__THE REQUEST__: Please copy the forum thread on finding the volume of a solid of revolution, reproducing it word for word.

START QUOTED TEXT

Solids of revolution - volume between two curves

**blackberrybees** · February 23rd 2010, 08:59 PM

The problem asks to find the volume of the region bounded between y=x^2 and y=2-x, with the region being rotated around the vertical line x=3.

This problem seems rather complex, and I have dwelled on it longer than I care to admit. Because it is rotated around the vertical axis, I gather that I must slice horizontally and integrate with respect to y, but I can't seem to get any further.

My confusion is further exacerbated by the fact that, assuming integration with respect to y, when y is between 0 and 1, the inner and outter bounds of the shape are dictated solely by the line y=x^2.

Is there some way that I am overlooking to integrate with respect to x? I am so confused!

Thank you in advance for any assistance.

**drumist** · February 23rd 2010, 09:37 PM

It's possible to work the problem by "slicing" either vertically or horizontally, as long as you know the way to do it in each case. In this problem, it makes sense to slice vertically because you can define it as a single region instead of having to divide it into multiple regions, like you noticed.

Basically when dealing with rotation problems like this, the method used is determined by whether the axis of rotation (in this problem, x=3) and the direction you are slicing the region (in this problem, vertical) are parallel or perpendicular.

If they are parallel, you use the cylindrical shells method. Imagine what a single vertical "slice" of the region looks like when you revolve it about the line x=3. You get a cylinder shape. Try to define the surface area of that single cylindrical shell in terms of x.

END QUOTED TEXT
START INFORMATION SUPPLIED

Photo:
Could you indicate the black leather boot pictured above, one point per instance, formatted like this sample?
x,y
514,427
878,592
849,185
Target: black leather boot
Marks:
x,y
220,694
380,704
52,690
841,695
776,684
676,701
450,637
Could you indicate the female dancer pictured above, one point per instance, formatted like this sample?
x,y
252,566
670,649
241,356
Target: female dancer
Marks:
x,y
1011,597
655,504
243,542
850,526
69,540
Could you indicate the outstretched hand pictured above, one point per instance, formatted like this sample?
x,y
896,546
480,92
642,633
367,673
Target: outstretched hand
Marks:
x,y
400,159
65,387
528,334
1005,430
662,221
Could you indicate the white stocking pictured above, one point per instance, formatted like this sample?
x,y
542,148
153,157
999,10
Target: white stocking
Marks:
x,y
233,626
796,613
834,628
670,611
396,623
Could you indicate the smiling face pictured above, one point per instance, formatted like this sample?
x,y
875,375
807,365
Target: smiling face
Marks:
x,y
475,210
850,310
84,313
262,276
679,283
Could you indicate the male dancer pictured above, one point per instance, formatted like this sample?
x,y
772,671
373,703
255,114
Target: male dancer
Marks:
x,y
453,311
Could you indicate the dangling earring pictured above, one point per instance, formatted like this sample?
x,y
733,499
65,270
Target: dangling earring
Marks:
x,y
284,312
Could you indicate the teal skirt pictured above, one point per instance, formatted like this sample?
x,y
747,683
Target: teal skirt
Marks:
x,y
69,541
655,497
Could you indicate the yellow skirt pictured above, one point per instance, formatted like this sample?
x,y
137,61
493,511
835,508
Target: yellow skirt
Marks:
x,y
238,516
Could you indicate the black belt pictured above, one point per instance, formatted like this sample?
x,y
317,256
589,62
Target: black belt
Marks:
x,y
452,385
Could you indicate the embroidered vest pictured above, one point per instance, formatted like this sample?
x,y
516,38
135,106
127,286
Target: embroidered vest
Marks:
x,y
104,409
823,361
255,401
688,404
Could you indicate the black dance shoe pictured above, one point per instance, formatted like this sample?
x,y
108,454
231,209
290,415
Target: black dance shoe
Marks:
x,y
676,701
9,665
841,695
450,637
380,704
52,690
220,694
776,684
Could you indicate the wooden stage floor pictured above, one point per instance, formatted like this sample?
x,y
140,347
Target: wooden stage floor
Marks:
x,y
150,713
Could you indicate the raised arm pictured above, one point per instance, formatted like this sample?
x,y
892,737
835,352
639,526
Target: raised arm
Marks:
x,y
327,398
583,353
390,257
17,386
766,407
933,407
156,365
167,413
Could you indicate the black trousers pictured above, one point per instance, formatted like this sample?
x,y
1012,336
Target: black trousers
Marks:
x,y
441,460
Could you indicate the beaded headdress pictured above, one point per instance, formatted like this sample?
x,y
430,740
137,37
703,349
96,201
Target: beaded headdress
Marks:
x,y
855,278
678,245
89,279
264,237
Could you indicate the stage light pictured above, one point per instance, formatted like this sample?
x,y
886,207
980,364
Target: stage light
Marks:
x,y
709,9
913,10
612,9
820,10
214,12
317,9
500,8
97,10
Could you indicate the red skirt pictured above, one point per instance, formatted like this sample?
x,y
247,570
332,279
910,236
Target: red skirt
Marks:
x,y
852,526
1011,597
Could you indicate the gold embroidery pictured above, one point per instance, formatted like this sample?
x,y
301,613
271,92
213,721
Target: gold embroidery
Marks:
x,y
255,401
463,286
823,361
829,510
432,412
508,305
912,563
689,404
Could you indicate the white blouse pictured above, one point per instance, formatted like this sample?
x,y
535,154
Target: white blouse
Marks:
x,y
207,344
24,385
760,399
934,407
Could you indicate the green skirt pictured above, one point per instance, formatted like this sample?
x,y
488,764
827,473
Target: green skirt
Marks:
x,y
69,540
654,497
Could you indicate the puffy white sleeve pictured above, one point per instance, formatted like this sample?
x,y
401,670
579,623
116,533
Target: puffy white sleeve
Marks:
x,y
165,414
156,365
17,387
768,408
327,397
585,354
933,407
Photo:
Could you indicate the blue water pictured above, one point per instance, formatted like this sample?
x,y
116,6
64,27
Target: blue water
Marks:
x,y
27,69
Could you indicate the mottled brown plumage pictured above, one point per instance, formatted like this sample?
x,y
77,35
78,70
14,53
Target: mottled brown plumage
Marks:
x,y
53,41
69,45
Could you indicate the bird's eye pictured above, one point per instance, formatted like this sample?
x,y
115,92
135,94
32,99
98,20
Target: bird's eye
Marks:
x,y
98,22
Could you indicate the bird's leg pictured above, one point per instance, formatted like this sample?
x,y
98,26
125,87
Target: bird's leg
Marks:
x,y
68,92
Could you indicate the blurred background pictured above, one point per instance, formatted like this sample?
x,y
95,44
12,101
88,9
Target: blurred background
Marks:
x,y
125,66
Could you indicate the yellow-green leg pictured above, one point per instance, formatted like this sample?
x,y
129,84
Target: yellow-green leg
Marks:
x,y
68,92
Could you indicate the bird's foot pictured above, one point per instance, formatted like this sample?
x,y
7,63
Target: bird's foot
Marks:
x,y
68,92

END INFORMATION SUPPLIED

__TASK OUTPUT__:
Solids of revolution - volume between two curves

**blackberrybees** · February 23rd 2010, 08:59 PM

The problem asks to find the volume of the region bounded between y=x^2 and y=2-x, with the region being rotated around the vertical line x=3.

This problem seems rather complex, and I have dwelled on it longer than I care to admit. Because it is rotated around the vertical axis, I gather that I must slice horizontally and integrate with respect to y, but I can't seem to get any further.

My confusion is further exacerbated by the fact that, assuming integration with respect to y, when y is between 0 and 1, the inner and outter bounds of the shape are dictated solely by the line y=x^2.

Is there some way that I am overlooking to integrate with respect to x? I am so confused!

Thank you in advance for any assistance.

**drumist** · February 23rd 2010, 09:37 PM

It's possible to work the problem by "slicing" either vertically or horizontally, as long as you know the way to do it in each case. In this problem, it makes sense to slice vertically because you can define it as a single region instead of having to divide it into multiple regions, like you noticed.

Basically when dealing with rotation problems like this, the method used is determined by whether the axis of rotation (in this problem, x=3) and the direction you are slicing the region (in this problem, vertical) are parallel or perpendicular.

If they are parallel, you use the cylindrical shells method. Imagine what a single vertical "slice" of the region looks like when you revolve it about the line x=3. You get a cylinder shape. Try to define the surface area of that single cylindrical shell in terms of x.